Directions for this task:
Using the records below, locate all lines containing "baseball" and return them.

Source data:
—————

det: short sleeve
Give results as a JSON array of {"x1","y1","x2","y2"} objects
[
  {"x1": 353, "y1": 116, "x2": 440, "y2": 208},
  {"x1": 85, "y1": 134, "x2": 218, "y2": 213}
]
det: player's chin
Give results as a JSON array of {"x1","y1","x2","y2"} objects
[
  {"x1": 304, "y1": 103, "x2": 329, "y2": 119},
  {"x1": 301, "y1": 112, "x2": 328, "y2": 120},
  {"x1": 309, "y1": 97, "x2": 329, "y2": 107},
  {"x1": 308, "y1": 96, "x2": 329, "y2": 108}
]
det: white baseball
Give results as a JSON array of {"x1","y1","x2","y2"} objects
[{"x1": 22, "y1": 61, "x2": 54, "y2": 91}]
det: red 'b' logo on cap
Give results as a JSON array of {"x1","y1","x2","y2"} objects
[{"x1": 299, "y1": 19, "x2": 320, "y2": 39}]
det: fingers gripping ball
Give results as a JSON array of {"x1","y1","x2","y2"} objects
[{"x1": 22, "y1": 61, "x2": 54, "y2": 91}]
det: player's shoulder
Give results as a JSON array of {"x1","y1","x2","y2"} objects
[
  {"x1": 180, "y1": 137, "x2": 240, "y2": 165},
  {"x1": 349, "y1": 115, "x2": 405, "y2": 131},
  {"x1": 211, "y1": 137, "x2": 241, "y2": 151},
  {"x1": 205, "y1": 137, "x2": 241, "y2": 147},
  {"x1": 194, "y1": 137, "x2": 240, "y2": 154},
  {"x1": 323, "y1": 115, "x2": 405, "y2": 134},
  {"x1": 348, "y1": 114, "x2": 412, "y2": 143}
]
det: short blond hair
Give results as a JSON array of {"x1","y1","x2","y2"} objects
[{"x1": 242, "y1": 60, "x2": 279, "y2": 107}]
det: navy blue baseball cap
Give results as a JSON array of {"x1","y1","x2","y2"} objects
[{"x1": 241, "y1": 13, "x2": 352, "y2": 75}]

—————

Written answer:
det: white baseball
det: navy blue baseball cap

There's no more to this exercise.